__Problem statement__
Rewrite the records below with every "marker" changed to "dot", leaving all other text as it is.
==================================================
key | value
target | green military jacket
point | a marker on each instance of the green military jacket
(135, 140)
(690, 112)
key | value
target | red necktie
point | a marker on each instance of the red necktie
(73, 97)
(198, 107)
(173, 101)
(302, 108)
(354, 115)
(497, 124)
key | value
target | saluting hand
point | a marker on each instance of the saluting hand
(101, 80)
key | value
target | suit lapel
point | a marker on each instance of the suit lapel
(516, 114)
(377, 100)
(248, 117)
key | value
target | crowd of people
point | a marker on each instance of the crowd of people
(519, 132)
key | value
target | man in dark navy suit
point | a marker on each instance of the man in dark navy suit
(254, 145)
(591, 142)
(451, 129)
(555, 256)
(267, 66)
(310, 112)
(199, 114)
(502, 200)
==================================================
__Answer to this exercise__
key | value
target | green military jacket
point | a dot on each instance of the green military jacket
(135, 140)
(690, 112)
key | value
target | red necktie
point | a dot on each instance of the red necktie
(73, 97)
(198, 107)
(173, 101)
(302, 108)
(354, 115)
(497, 124)
key | value
target | saluting hand
point | a dot on each instance of the saluting hand
(101, 80)
key | value
target | suit lapel
point | a dot on each instance of the suit lapel
(516, 114)
(377, 100)
(248, 117)
key | value
target | crowd of people
point | a dot on each instance of the crowd of people
(519, 132)
key | value
target | man in dark navy suit
point | a dot on each instance of the man in dark navy suit
(254, 145)
(591, 142)
(451, 129)
(555, 256)
(267, 66)
(310, 112)
(199, 114)
(502, 200)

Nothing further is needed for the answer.